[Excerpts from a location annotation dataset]

○ ○ ○

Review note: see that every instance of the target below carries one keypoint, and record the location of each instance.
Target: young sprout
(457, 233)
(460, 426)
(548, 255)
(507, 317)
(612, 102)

○ ○ ○

Repeat the lines above word for word, without any alteration.

-- FULL RESPONSE --
Review note: see that every instance of the target below carries one keypoint, and record the location of each instance.
Target: young sprout
(457, 233)
(460, 426)
(548, 255)
(507, 317)
(612, 102)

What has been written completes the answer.